BRIEF: Which lines in the data below contain the word "contrail"? Return each of them.

[[ EXTRACTED RECORDS open ]]

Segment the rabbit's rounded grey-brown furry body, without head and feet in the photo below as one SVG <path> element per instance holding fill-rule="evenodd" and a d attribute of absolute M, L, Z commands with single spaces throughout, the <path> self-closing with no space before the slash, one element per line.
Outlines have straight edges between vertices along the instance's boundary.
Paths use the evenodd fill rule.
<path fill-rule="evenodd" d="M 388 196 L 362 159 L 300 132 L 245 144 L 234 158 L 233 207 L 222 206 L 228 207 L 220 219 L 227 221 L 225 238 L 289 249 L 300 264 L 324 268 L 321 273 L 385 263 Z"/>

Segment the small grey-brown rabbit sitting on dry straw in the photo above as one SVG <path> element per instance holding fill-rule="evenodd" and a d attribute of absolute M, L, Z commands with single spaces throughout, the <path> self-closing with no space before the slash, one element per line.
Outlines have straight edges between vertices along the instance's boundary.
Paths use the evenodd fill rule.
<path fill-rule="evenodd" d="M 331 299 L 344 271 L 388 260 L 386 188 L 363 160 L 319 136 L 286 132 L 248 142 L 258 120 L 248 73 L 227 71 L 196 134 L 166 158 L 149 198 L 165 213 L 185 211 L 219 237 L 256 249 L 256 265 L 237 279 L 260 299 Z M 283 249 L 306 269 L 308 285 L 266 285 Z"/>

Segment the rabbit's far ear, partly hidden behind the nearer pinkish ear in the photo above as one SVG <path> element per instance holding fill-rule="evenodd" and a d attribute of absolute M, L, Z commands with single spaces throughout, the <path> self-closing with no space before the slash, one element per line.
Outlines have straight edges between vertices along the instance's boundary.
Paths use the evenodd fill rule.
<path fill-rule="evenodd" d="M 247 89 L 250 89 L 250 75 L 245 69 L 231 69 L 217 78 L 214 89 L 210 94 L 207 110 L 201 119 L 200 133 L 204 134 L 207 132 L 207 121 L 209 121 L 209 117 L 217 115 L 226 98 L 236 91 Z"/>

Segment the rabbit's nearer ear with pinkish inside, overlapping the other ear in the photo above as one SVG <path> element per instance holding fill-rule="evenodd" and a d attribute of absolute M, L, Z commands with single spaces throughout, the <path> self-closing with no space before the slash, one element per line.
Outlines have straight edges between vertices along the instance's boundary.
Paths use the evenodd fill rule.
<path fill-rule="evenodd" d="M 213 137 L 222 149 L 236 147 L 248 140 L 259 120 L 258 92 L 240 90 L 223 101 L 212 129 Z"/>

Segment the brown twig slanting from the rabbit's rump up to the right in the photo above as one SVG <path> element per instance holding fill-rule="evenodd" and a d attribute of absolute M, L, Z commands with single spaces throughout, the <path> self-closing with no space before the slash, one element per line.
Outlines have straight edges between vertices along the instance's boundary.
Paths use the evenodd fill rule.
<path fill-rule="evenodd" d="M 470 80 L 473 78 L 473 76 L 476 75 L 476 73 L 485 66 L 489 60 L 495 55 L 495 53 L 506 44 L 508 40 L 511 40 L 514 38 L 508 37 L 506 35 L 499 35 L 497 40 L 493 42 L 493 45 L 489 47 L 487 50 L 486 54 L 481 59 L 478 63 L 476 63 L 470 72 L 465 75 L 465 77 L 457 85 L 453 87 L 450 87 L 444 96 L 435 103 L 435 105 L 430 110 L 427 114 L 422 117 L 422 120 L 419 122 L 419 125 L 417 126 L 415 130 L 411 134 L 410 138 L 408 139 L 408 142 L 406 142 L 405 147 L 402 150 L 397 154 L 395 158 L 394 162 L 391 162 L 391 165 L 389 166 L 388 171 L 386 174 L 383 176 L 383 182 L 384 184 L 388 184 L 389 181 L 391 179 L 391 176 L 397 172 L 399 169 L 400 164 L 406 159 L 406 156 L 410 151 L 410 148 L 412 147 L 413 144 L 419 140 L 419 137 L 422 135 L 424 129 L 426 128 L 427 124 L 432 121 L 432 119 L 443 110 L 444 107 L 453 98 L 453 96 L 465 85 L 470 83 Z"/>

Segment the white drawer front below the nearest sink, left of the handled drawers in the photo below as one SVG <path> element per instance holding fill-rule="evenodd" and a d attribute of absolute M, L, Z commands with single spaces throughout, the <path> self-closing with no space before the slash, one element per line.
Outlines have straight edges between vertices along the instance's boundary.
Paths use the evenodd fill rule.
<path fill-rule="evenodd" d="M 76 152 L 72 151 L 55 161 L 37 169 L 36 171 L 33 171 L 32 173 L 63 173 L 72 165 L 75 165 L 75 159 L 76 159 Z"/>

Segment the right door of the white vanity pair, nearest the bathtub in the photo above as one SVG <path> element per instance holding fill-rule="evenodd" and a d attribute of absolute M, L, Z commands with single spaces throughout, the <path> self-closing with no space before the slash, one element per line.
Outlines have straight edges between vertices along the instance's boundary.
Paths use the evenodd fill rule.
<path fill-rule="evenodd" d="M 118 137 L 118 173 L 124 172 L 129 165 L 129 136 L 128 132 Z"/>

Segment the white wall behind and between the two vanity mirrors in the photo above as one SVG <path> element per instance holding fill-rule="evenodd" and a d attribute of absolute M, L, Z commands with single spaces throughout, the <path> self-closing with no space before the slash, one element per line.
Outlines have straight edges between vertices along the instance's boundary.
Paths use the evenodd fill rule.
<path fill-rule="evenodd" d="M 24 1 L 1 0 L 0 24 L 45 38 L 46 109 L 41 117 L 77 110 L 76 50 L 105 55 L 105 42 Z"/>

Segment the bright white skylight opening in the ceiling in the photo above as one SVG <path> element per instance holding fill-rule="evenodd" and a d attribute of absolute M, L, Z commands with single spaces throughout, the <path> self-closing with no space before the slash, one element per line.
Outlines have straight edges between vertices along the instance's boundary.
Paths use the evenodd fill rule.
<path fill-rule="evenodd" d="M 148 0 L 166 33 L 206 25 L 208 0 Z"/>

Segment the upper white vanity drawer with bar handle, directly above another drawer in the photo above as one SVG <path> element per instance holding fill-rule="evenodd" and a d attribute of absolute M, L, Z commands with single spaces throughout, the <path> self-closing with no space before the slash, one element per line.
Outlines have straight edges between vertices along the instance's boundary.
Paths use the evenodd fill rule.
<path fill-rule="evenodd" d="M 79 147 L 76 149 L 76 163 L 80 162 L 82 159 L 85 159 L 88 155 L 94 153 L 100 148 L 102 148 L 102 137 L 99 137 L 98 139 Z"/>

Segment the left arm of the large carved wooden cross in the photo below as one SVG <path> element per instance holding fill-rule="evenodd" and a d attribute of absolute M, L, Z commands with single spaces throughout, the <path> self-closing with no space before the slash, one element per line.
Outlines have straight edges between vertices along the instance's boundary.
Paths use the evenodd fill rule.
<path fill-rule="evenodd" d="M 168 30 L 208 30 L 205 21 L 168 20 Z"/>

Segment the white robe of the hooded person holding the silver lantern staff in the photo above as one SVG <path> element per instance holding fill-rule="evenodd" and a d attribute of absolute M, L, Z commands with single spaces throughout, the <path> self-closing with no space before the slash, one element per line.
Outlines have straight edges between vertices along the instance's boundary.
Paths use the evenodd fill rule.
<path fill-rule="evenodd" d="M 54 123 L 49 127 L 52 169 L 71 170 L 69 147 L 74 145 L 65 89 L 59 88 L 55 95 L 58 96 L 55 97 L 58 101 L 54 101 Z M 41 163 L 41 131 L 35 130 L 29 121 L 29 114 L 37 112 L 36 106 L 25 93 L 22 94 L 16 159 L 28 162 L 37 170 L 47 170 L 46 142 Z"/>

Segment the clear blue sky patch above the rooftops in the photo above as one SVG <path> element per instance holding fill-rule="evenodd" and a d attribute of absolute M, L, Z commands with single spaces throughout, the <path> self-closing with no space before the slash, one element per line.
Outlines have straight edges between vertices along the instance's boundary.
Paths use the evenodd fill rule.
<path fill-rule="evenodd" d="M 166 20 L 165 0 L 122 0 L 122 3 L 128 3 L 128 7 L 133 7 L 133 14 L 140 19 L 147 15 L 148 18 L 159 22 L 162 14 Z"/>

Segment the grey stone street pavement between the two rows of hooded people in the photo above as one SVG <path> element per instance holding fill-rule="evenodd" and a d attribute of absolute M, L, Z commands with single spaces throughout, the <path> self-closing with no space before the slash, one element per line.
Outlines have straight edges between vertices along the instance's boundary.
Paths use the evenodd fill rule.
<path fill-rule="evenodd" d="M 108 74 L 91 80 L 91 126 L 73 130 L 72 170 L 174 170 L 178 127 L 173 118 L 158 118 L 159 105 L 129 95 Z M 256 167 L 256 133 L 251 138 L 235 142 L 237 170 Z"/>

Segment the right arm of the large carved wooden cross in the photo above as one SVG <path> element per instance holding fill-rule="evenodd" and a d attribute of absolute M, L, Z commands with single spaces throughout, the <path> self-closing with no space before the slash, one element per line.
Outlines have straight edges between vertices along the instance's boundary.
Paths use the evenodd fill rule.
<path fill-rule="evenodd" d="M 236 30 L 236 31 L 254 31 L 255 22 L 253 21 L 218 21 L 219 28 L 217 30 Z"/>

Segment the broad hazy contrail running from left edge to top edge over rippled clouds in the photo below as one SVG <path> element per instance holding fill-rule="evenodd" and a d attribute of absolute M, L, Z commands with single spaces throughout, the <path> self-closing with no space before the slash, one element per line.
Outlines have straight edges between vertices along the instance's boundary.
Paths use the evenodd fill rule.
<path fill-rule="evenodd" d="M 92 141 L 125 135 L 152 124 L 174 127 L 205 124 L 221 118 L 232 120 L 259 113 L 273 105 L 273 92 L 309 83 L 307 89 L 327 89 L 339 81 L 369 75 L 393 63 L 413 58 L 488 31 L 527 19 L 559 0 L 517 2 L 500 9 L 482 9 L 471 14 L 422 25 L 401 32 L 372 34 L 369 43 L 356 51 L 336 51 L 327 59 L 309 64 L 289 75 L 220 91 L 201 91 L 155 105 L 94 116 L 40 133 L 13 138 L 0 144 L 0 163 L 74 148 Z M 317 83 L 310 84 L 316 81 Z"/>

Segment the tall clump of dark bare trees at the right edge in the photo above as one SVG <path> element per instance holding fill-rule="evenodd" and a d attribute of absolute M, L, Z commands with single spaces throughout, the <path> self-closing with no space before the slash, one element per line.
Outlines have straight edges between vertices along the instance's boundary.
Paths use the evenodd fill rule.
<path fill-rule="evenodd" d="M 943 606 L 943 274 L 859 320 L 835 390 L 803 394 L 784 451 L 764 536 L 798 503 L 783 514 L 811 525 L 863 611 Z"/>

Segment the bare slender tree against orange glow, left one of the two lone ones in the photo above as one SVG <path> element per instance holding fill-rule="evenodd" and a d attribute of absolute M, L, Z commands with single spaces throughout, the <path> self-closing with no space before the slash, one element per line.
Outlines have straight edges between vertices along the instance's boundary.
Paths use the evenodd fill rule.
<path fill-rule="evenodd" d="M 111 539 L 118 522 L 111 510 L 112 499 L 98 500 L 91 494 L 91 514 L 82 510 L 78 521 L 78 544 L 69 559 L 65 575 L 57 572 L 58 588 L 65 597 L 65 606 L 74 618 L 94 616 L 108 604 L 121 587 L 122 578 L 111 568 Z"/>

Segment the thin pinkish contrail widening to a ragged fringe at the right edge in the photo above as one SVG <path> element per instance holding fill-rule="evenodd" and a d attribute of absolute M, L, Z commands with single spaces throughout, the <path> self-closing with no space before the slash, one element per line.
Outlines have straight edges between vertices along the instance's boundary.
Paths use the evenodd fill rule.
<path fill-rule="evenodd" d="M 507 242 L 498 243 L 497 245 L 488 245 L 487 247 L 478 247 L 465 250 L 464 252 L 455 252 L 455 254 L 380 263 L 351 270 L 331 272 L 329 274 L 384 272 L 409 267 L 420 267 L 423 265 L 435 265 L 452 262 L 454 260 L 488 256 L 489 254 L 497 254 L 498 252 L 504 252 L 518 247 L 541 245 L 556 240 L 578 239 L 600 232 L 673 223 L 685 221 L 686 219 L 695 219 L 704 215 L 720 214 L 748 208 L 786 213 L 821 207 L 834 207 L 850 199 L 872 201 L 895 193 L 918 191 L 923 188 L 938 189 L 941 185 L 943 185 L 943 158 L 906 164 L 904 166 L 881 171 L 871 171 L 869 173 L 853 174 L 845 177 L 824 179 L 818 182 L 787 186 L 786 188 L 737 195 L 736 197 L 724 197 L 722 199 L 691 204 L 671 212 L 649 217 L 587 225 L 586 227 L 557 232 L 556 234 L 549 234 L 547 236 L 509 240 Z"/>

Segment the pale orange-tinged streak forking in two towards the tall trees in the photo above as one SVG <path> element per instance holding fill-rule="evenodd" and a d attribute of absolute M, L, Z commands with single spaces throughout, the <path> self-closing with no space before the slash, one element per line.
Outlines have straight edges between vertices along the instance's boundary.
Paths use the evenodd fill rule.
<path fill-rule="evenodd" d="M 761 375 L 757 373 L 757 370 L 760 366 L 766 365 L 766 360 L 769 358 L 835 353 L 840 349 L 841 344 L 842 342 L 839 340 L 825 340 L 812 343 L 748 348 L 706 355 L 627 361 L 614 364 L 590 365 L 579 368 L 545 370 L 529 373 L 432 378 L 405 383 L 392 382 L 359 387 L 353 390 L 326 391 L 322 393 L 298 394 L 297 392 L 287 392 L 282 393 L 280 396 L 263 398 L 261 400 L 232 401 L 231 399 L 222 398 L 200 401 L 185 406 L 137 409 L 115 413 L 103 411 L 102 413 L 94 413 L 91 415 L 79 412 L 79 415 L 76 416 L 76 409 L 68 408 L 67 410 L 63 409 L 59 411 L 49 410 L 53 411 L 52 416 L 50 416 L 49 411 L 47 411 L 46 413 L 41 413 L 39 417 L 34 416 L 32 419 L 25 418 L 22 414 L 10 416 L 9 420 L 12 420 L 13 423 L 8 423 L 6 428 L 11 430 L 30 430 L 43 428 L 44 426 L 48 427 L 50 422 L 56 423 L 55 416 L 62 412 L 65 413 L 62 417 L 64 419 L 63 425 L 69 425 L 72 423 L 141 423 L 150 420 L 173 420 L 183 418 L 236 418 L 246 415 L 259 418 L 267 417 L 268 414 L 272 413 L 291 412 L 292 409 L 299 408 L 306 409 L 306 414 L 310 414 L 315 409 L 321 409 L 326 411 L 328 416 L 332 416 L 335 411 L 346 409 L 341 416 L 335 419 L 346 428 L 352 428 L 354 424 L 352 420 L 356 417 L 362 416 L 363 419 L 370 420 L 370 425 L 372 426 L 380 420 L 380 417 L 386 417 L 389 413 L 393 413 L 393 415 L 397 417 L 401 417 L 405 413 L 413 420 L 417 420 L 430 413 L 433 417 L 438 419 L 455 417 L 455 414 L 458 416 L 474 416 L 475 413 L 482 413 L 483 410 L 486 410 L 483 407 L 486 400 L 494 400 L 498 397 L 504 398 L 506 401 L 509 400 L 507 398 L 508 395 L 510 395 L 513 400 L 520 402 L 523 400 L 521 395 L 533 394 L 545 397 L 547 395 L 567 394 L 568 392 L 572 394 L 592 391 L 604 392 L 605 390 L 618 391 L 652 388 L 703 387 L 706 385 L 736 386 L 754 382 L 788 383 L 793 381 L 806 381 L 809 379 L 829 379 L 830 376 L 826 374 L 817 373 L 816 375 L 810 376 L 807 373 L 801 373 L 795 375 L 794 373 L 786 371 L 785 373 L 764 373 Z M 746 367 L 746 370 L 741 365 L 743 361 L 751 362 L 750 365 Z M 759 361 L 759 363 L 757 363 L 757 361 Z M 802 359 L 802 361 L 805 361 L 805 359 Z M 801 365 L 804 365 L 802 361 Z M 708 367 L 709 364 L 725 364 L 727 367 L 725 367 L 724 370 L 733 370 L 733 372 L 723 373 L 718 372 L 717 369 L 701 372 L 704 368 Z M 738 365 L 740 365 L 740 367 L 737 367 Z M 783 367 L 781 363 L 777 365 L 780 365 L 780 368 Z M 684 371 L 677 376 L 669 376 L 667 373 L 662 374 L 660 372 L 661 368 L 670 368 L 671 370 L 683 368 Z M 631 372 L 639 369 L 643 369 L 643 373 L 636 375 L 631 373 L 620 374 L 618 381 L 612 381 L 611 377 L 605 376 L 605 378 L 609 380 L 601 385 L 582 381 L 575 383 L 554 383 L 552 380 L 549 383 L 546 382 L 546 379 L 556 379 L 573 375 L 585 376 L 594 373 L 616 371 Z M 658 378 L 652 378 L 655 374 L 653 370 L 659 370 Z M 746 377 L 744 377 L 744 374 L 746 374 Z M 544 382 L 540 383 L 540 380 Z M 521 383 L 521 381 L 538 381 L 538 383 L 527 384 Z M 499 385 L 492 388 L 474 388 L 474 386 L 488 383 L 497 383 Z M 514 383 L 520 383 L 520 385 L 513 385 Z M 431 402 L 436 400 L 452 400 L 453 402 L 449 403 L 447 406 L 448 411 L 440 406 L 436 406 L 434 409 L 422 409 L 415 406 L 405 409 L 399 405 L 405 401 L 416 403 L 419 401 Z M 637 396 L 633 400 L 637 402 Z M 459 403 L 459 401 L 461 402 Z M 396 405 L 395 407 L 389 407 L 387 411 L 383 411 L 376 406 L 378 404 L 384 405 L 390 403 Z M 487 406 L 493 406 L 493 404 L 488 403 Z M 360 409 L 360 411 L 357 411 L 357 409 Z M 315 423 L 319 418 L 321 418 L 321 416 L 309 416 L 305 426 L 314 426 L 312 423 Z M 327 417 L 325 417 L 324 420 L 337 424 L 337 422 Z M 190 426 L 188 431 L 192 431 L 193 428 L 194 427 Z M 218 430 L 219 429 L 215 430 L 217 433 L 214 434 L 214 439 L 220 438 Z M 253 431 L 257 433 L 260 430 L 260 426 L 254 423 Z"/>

[[ EXTRACTED RECORDS closed ]]

FINAL ANSWER:
Segment the broad hazy contrail running from left edge to top edge over rippled clouds in the photo below as one SVG <path> element per instance holding fill-rule="evenodd" and a d attribute of absolute M, L, Z commands with single spaces throughout, the <path> self-closing with no space before the slash, one element per line.
Segment the thin pinkish contrail widening to a ragged fringe at the right edge in the photo above as one SVG <path> element per instance holding fill-rule="evenodd" and a d attribute of absolute M, L, Z commands with single spaces throughout, the <path> self-closing with no space before the slash, one element per line.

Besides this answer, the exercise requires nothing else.